■ EXTRACT PROVIDED:
++++++++++++++++++++

Environmental Quality

Protect soils by:

  • Handling soil when conditions are suitable and soil is dry and friable.
  • Using plant expressly designed for purpose eg D5 Dozer.
  • Varying depth of strip to reflect local soil conditions.
  • Stripping only true topsoil and maintaining integrity of subsoil.
  • Minimising the length of topsoil storage periods.
  • Stockpiling soil in the right way - i.e not in overly large mounds.
  • Using erosion control fences, temporary ditches and other measures to reduce soil loss.
  • Avoiding cultivation operations in very dry / windy conditions.
  • Planning haul routes to coincide with permanent roadways where feasible. Avoid fairways, wet areas and environmentally sensitive areas.
  • Minimising the quantity of steep slopes that are vulnerable to erosion.
  • Ensuring all critical pollution prevention measures are designed into the temporary (or permanent) maintenance facility.

Protect air by:

  • Carefully planning construction logistics in order to reduce noise levels.

++++++++++++++++++++

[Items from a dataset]
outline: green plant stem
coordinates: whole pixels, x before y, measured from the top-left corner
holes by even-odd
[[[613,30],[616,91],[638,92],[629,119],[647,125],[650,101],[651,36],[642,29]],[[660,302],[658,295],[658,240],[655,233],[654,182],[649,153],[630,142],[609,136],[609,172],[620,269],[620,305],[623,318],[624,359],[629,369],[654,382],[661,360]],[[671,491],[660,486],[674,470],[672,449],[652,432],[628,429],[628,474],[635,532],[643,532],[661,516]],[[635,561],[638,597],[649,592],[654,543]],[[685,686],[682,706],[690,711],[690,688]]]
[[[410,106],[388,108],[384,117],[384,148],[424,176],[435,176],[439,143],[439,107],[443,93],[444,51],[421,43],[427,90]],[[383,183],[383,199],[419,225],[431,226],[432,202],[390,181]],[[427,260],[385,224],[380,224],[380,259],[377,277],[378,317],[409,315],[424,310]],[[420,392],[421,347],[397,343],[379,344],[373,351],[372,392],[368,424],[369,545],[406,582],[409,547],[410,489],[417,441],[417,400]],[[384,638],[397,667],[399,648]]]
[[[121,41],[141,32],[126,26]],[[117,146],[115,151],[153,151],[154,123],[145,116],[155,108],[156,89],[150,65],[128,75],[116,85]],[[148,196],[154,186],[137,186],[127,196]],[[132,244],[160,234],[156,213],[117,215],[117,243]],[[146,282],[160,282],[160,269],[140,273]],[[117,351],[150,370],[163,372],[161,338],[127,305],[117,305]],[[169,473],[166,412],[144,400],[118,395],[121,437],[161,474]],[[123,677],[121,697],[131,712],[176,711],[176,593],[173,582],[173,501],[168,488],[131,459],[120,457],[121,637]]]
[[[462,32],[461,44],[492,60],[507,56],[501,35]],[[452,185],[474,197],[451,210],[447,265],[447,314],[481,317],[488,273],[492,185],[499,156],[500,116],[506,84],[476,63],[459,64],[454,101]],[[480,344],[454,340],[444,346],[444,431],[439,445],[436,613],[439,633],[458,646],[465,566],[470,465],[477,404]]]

++++++++++++++++++++

■ DO THIS: Reproduce the part of the environmental quality text between "Environmental Quality" and "integrity of subsoil.", inclusive.

■ RESPONSE TO THE EXERCISE:
Environmental Quality

Protect soils by:

  • Handling soil when conditions are suitable and soil is dry and friable.
  • Using plant expressly designed for purpose eg D5 Dozer.
  • Varying depth of strip to reflect local soil conditions.
  • Stripping only true topsoil and maintaining integrity of subsoil.